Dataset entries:
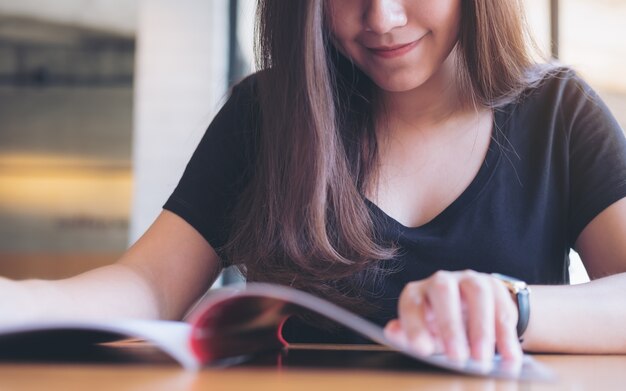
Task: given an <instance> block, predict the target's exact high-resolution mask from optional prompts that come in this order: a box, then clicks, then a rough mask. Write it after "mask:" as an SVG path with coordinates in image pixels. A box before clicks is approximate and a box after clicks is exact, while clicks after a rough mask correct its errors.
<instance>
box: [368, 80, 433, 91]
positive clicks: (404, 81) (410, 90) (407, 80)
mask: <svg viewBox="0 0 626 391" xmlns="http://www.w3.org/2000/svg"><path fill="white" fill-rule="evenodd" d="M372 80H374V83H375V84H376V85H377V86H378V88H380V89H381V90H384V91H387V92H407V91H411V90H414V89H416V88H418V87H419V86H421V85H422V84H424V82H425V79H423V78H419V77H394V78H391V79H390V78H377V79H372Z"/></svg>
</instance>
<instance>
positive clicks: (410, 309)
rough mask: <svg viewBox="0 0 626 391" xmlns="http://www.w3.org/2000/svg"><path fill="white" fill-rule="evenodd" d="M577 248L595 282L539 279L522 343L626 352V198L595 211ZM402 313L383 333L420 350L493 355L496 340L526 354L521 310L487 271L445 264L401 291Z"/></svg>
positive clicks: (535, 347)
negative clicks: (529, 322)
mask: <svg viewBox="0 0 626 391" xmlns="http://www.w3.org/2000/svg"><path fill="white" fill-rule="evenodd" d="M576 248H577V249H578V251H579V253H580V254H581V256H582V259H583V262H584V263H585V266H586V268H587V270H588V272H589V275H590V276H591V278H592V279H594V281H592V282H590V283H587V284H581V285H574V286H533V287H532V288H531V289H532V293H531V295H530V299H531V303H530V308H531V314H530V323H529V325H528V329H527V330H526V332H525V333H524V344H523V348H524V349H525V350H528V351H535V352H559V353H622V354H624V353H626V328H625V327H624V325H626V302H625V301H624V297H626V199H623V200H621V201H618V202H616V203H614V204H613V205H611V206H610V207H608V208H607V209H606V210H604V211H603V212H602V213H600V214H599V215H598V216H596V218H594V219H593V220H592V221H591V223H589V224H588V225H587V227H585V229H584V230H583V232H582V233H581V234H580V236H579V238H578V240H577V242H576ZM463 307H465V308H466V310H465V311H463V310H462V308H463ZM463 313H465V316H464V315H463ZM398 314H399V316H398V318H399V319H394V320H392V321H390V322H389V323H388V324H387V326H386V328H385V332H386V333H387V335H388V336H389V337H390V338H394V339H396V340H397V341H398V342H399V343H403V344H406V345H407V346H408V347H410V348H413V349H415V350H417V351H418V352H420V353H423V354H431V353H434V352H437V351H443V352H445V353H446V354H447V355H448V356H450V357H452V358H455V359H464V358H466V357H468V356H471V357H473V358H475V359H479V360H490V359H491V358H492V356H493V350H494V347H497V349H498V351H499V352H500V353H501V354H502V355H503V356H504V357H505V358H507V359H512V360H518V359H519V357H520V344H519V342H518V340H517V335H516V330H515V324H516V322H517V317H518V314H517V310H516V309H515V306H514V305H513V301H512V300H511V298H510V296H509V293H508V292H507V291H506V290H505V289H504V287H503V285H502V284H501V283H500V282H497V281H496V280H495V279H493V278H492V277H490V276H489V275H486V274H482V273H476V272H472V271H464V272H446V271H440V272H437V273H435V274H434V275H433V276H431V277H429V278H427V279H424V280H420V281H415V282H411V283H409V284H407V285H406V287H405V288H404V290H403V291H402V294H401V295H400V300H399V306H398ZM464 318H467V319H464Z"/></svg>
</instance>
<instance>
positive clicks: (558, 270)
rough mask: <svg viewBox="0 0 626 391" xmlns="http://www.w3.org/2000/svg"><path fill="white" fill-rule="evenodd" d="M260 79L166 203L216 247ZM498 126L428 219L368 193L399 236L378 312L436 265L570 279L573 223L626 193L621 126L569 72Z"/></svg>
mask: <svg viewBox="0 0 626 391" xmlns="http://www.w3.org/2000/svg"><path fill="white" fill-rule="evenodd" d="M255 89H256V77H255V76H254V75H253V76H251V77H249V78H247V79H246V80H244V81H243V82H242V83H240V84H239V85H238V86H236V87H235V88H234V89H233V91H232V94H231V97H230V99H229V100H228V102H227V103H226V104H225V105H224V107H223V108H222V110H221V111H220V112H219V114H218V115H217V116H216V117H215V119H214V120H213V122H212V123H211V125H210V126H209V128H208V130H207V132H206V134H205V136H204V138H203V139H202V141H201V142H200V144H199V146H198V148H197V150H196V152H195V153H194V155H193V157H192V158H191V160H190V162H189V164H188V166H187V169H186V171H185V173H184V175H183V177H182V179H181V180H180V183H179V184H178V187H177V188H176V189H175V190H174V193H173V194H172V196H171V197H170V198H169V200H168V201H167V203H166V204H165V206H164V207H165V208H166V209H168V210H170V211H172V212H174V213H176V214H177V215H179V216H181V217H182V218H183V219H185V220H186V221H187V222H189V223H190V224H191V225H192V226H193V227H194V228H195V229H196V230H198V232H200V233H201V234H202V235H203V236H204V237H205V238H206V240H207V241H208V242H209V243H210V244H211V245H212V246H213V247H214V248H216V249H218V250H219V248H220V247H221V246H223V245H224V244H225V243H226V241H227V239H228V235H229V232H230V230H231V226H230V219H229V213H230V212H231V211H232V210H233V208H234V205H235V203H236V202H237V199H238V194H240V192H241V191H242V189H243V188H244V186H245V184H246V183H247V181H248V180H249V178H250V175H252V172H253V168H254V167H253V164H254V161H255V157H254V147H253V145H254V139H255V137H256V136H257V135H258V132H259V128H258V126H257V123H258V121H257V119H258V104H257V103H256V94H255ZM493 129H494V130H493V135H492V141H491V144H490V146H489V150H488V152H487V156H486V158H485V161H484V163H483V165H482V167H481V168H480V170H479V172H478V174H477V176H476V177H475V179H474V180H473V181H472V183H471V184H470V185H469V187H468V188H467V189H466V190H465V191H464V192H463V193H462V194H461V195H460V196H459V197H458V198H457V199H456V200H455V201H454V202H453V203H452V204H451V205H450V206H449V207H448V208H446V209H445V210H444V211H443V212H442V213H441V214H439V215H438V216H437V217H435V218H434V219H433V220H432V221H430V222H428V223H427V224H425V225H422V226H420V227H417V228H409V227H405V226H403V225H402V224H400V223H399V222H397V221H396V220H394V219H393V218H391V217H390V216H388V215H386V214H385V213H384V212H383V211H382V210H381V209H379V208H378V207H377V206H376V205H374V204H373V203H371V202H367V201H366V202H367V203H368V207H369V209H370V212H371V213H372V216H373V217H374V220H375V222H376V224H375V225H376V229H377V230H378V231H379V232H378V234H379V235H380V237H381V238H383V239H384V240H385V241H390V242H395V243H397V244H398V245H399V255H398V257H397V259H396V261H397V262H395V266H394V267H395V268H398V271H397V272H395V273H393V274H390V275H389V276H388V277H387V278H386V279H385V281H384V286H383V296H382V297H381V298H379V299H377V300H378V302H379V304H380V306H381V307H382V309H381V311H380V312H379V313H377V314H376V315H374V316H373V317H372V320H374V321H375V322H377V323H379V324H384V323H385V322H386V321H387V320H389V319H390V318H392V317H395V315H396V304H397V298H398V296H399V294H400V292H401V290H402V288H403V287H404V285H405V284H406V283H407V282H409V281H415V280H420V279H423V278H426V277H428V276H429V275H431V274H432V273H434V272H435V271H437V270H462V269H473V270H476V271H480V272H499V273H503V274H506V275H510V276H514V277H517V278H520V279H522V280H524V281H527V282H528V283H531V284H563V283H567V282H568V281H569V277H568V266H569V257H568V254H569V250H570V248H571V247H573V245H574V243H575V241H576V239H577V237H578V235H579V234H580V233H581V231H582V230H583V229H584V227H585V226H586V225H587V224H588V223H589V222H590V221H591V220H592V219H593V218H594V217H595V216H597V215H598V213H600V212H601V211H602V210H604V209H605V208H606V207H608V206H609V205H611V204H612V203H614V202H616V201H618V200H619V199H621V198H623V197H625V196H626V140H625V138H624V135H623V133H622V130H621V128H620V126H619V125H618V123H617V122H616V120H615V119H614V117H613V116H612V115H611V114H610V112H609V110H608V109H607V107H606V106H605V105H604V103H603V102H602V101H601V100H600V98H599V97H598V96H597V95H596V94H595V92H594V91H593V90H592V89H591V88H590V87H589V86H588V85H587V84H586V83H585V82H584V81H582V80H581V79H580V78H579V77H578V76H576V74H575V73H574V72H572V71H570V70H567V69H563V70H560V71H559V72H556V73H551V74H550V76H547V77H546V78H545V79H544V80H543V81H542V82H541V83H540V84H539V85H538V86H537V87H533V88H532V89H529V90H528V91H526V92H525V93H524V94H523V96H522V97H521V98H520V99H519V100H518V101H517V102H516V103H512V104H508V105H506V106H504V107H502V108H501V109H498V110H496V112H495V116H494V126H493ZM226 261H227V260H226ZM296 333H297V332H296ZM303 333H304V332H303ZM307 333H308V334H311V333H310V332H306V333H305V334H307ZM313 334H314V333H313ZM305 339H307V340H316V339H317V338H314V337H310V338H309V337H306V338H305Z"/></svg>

Your goal:
Reproduce the items word for word, from the first line through the line containing "positive clicks: (535, 347)", including both ends. Omit the pictures from your answer.

Task solution:
Task: given an <instance> block, predict the target's exact high-resolution mask from optional prompts that come in this order: a box, then clicks, then a rough mask. Write it after "mask:" as an SVG path with coordinates in image pixels. A box before clicks is approximate and a box after clicks is exact, while clicks after a rough mask correct its errors.
<instance>
box: [368, 80, 433, 91]
positive clicks: (404, 81) (410, 90) (407, 80)
mask: <svg viewBox="0 0 626 391" xmlns="http://www.w3.org/2000/svg"><path fill="white" fill-rule="evenodd" d="M372 80H374V83H375V84H376V85H377V86H378V88H380V89H381V90H384V91H387V92H407V91H411V90H414V89H416V88H418V87H419V86H421V85H422V84H424V82H425V79H423V78H419V77H394V78H391V79H390V78H377V79H372Z"/></svg>
</instance>
<instance>
positive clicks: (410, 309)
rough mask: <svg viewBox="0 0 626 391" xmlns="http://www.w3.org/2000/svg"><path fill="white" fill-rule="evenodd" d="M577 248L595 282L539 279L522 343L626 352V198L595 211ZM402 313L383 333L420 350L493 355L496 340L526 354L521 310L487 271L445 264L401 291Z"/></svg>
positive clicks: (535, 347)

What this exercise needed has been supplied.